**The request**
Please lay out every line of the items below as a JSON list of strings, one string per line, leaving out blank lines.

**Listed entries**

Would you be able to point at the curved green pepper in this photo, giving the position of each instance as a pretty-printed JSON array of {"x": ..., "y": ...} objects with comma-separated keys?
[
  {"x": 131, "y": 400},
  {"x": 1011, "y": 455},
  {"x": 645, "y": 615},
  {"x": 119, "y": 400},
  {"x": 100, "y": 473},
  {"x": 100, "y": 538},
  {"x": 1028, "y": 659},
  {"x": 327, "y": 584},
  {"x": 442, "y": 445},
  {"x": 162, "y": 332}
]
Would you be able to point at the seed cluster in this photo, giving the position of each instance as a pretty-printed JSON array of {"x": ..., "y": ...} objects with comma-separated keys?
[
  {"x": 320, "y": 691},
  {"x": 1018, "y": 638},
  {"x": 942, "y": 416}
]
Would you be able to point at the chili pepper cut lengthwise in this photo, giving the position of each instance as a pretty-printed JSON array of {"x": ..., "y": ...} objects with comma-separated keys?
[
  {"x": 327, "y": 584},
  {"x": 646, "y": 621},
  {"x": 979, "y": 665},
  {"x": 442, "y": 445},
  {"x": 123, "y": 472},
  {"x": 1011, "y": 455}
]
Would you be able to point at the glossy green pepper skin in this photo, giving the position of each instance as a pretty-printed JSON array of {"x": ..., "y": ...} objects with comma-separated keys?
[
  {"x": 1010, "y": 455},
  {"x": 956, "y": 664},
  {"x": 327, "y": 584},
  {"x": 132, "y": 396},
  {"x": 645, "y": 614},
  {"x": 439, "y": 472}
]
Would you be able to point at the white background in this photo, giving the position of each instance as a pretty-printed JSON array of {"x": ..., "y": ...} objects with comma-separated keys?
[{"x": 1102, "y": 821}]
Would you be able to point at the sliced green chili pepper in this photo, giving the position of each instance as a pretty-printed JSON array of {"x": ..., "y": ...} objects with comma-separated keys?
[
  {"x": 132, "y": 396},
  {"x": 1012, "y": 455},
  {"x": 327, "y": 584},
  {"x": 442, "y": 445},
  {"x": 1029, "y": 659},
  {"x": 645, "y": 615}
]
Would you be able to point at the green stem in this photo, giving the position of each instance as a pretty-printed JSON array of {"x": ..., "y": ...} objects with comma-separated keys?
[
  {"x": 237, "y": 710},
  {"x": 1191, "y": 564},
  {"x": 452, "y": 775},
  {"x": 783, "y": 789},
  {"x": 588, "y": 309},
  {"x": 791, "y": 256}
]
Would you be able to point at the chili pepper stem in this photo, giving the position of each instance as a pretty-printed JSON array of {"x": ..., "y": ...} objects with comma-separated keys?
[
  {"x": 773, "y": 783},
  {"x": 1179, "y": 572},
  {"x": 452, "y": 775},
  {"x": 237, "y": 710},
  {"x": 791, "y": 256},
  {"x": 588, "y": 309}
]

**The answer**
[
  "Would you be able to point at the curved green pepper in this photo, giving the position of each instance as a pretty-printed JSON array of {\"x\": ..., \"y\": ...} objects with comma-separated keys?",
  "[",
  "  {\"x\": 131, \"y\": 400},",
  "  {\"x\": 1011, \"y\": 455},",
  "  {\"x\": 645, \"y\": 615},",
  "  {\"x\": 119, \"y\": 400},",
  "  {\"x\": 100, \"y\": 473},",
  "  {\"x\": 100, \"y\": 538},",
  "  {\"x\": 1028, \"y\": 659},",
  "  {\"x\": 327, \"y\": 584},",
  "  {\"x\": 442, \"y\": 445},",
  "  {\"x\": 162, \"y\": 332}",
  "]",
  "Would you be able to point at the seed cluster in this photo, giving the position of each instance as a pretty-printed JSON array of {\"x\": ..., \"y\": ...} objects with comma-separated keys?",
  "[",
  "  {\"x\": 320, \"y\": 691},",
  "  {\"x\": 1018, \"y\": 638},",
  "  {\"x\": 942, \"y\": 416}",
  "]",
  "Would you be able to point at the chili pepper cut lengthwise in this photo, giving the position of each instance as a pretty-printed JSON array of {\"x\": ..., \"y\": ...} objects with comma-separated keys?",
  "[",
  "  {\"x\": 327, \"y\": 584},",
  "  {\"x\": 646, \"y\": 621},",
  "  {\"x\": 979, \"y\": 665},",
  "  {\"x\": 442, \"y\": 445},",
  "  {\"x\": 123, \"y\": 472},",
  "  {\"x\": 1011, \"y\": 455}",
  "]",
  "Would you be able to point at the glossy green pepper skin in this photo, giving the position of each instance as a pretty-printed JSON array of {\"x\": ..., \"y\": ...} objects with comma-separated keys?",
  "[",
  "  {\"x\": 1010, \"y\": 455},",
  "  {\"x\": 956, \"y\": 664},",
  "  {\"x\": 327, \"y\": 584},",
  "  {\"x\": 132, \"y\": 396},",
  "  {\"x\": 645, \"y\": 614},",
  "  {\"x\": 439, \"y\": 472}",
  "]",
  "Would you be able to point at the white background in this photo, giving the position of each instance as a pretty-printed JSON array of {\"x\": ..., \"y\": ...} objects with comma-separated keys?",
  "[{\"x\": 1102, \"y\": 821}]",
  "Would you be able to point at the sliced green chili pepper in this photo, giving the position of each instance as a pretty-printed JSON array of {\"x\": ..., \"y\": ...} objects with comma-separated keys?",
  "[",
  "  {\"x\": 132, \"y\": 396},",
  "  {\"x\": 1012, \"y\": 455},",
  "  {\"x\": 327, \"y\": 584},",
  "  {\"x\": 442, \"y\": 445},",
  "  {\"x\": 1029, \"y\": 659},",
  "  {\"x\": 645, \"y\": 615}",
  "]",
  "Would you be able to point at the green stem in this photo, giving the position of each instance as a pretty-printed JSON array of {\"x\": ..., \"y\": ...} objects with comma-separated keys?",
  "[",
  "  {\"x\": 237, \"y\": 710},",
  "  {\"x\": 1191, \"y\": 564},",
  "  {\"x\": 452, \"y\": 775},",
  "  {\"x\": 783, \"y\": 789},",
  "  {\"x\": 588, \"y\": 309},",
  "  {\"x\": 791, \"y\": 256}",
  "]",
  "Would you be able to point at the chili pepper stem in this photo, giving the position of each instance as a pretty-printed JSON array of {\"x\": ..., \"y\": ...} objects with comma-separated keys?",
  "[",
  "  {\"x\": 773, \"y\": 783},",
  "  {\"x\": 1179, \"y\": 572},",
  "  {\"x\": 452, \"y\": 775},",
  "  {\"x\": 237, \"y\": 710},",
  "  {\"x\": 791, \"y\": 256},",
  "  {\"x\": 588, \"y\": 309}",
  "]"
]